**AUFGABENSTELLUNG**
Such in den Datensätzen jede Zeile heraus, in der das Wort „white“ vorkommt, und schreib sie ab. Dabei kommt es auf Groß- und Kleinschreibung an.

==== GESPEICHERTE ZEILEN

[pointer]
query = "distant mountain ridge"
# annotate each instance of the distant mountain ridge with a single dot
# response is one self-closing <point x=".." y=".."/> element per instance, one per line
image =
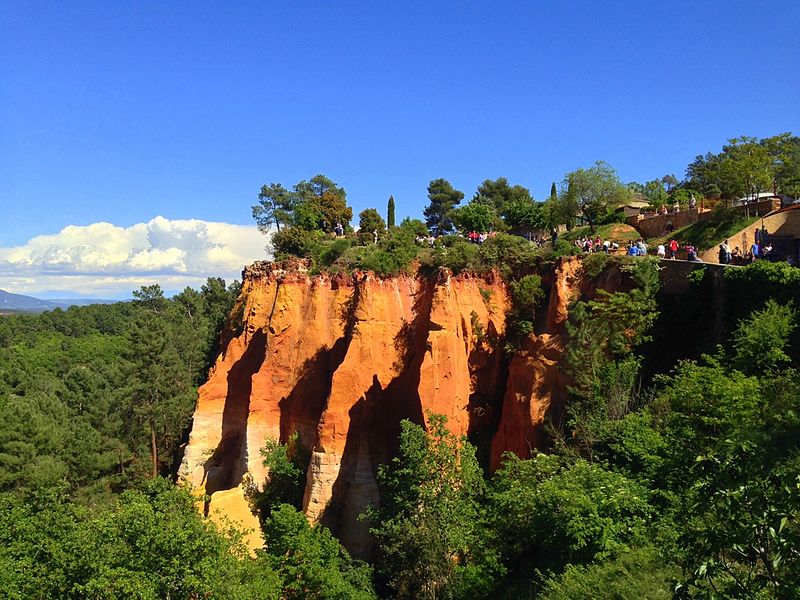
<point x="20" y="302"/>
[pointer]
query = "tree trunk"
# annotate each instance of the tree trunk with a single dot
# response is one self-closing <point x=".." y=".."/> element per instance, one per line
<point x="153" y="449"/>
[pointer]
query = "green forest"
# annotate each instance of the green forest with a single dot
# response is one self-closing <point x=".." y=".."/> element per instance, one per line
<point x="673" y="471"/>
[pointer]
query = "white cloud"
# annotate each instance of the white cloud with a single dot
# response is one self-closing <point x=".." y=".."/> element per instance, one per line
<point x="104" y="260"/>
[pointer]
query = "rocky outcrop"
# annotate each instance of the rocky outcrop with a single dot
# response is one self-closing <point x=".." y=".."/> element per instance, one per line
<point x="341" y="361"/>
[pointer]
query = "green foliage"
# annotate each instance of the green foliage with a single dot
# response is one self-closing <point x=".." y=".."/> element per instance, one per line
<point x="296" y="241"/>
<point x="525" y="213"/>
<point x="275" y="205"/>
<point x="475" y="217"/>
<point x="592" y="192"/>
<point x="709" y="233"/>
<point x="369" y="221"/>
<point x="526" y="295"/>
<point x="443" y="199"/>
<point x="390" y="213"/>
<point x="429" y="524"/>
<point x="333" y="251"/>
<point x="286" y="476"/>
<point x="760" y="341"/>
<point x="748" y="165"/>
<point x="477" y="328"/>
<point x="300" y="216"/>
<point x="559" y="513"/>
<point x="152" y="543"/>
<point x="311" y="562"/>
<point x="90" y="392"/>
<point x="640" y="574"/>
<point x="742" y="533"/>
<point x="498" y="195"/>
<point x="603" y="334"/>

========
==== GESPEICHERTE ZEILEN

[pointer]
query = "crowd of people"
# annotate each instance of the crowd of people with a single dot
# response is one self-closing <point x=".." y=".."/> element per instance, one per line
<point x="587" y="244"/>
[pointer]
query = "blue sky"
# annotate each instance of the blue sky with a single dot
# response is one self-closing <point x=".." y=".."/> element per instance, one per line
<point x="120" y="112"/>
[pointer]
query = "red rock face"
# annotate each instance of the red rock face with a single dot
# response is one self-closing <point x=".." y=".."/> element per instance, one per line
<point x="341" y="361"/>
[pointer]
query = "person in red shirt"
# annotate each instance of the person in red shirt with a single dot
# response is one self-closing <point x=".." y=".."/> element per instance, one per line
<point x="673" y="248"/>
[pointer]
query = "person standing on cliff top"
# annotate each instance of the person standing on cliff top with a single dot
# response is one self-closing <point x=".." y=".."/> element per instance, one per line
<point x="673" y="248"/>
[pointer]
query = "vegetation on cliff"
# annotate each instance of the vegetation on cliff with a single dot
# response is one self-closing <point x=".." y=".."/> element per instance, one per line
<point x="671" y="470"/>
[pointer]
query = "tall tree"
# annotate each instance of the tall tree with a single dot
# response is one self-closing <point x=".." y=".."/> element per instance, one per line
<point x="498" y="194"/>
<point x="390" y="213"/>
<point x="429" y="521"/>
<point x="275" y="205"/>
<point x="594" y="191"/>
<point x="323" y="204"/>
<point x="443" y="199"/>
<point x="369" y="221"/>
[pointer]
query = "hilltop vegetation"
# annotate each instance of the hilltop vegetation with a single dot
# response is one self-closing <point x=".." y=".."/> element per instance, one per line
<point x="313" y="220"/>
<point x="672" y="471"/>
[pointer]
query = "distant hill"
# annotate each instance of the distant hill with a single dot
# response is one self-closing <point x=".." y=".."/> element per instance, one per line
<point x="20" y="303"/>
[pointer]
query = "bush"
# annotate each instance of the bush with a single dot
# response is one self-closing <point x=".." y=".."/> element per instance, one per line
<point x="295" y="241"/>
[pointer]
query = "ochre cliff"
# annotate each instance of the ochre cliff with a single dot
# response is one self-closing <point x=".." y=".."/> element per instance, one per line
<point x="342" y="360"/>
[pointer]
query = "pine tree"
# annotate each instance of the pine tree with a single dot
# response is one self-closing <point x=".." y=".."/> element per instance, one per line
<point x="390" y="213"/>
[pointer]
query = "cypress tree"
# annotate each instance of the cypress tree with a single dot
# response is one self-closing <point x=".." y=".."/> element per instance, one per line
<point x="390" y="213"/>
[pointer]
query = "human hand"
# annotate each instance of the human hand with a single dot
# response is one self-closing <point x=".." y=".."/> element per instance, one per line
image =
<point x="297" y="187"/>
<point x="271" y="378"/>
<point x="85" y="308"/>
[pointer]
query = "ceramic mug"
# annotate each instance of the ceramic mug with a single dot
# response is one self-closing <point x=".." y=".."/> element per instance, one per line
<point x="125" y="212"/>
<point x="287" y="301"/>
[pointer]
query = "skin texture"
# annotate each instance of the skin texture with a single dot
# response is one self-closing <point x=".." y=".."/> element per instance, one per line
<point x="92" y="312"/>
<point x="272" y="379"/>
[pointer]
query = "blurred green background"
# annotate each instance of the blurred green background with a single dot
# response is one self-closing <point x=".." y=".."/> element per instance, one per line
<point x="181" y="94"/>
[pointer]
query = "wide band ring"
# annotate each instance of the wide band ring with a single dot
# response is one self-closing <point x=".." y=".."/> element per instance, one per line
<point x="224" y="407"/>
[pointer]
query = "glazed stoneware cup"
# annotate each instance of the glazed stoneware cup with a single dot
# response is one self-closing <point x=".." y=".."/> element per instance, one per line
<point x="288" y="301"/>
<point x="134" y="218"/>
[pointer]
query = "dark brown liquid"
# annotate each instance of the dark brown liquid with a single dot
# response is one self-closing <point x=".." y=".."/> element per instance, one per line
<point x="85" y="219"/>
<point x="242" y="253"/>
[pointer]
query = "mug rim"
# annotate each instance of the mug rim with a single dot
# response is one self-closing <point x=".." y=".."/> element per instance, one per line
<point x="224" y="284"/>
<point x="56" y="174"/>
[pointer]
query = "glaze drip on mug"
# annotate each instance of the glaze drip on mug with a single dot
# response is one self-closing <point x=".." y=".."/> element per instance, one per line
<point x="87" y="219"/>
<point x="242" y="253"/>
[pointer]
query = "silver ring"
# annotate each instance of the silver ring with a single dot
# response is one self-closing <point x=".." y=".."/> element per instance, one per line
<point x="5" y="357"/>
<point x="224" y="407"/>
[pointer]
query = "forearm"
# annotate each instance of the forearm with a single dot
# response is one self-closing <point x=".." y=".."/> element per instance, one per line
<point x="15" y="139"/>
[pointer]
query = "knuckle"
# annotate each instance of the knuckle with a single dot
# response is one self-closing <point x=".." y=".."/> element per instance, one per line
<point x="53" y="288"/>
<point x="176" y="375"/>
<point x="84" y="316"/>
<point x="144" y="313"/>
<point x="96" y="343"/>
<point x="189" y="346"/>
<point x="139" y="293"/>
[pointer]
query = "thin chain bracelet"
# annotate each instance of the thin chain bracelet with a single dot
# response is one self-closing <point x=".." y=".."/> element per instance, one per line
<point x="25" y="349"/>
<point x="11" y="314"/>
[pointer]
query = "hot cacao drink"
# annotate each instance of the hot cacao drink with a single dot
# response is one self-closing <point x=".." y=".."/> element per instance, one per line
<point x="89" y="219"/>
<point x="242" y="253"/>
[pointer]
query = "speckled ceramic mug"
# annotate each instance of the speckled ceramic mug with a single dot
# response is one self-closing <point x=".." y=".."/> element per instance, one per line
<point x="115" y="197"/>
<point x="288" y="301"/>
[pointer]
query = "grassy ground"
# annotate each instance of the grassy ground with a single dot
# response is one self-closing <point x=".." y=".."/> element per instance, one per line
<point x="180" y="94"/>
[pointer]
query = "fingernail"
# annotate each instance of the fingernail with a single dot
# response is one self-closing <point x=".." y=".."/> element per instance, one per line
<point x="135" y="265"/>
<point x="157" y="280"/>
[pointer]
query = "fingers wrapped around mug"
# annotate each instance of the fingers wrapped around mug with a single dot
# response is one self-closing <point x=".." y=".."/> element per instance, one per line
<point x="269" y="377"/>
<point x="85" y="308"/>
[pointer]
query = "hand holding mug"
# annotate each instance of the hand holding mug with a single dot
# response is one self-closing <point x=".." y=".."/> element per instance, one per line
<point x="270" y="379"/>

========
==== GESPEICHERTE ZEILEN

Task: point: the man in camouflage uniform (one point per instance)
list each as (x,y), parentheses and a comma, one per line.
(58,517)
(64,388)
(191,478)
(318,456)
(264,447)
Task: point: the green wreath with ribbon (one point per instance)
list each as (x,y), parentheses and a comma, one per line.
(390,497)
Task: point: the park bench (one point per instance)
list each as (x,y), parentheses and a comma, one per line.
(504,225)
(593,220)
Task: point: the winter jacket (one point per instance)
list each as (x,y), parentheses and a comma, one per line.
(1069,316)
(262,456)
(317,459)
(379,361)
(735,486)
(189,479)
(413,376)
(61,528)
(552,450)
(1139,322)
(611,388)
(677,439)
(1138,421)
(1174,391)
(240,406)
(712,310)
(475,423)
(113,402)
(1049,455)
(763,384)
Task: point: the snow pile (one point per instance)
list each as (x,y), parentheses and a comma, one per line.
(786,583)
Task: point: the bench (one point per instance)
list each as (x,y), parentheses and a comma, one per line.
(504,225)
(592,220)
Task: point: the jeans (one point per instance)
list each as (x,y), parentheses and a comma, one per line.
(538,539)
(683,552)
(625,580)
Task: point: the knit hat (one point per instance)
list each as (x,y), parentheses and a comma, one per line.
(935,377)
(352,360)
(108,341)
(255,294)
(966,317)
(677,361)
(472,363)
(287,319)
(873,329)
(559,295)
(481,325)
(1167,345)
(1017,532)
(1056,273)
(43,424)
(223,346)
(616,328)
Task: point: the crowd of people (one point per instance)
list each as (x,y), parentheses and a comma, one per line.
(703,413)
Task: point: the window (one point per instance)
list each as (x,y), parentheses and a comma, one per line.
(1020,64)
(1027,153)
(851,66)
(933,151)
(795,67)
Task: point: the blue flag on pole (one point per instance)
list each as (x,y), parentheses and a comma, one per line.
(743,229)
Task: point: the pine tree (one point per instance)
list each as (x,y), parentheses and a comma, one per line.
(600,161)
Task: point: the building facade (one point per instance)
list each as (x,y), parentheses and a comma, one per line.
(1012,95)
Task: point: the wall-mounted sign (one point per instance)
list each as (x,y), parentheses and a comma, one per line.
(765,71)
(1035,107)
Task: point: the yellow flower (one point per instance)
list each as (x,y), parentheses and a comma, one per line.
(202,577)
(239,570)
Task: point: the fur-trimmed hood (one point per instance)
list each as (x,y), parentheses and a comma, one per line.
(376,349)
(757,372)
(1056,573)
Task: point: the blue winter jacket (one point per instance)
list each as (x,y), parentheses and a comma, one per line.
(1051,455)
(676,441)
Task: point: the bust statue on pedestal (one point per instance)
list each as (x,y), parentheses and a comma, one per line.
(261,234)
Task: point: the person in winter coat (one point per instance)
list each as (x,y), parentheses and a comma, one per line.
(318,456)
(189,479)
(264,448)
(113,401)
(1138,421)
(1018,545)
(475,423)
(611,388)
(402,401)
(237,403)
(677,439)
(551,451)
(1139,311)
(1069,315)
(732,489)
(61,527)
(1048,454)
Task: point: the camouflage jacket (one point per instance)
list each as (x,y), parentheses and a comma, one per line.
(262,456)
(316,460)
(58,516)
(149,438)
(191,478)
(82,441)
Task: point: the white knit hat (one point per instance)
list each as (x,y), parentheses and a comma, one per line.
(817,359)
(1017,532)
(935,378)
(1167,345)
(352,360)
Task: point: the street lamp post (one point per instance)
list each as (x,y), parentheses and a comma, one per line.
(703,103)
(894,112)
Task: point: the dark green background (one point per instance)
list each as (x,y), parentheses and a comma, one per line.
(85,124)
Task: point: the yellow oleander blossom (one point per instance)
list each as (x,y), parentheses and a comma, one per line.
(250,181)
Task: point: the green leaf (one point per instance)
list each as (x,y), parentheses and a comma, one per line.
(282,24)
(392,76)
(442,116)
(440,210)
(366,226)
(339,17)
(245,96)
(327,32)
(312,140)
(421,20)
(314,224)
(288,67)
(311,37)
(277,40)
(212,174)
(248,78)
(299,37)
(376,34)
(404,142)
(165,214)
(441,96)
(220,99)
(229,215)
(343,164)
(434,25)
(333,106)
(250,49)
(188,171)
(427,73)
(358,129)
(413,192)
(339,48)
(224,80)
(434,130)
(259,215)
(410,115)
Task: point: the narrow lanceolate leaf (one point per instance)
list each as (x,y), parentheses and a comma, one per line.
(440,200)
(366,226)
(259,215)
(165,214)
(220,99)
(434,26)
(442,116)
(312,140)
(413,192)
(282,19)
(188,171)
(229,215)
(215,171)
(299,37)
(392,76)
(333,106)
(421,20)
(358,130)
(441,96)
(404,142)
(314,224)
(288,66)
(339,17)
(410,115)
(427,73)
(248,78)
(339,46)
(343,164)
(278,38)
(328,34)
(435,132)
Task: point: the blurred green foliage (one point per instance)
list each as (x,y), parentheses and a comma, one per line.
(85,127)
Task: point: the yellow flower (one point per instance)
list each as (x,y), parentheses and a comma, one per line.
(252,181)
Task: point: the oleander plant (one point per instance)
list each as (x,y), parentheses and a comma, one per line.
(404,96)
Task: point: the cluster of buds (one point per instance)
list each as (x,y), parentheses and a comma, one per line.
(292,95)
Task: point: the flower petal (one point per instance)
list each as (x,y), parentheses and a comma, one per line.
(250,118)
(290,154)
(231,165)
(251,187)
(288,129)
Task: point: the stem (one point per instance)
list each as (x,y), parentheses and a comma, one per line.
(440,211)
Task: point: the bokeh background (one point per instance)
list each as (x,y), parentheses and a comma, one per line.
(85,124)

========

**LÖSUNG**
query = "white cloud"
# annotate each instance of the white cloud with a single dot
Task: point: the white knit hat (one point per instance)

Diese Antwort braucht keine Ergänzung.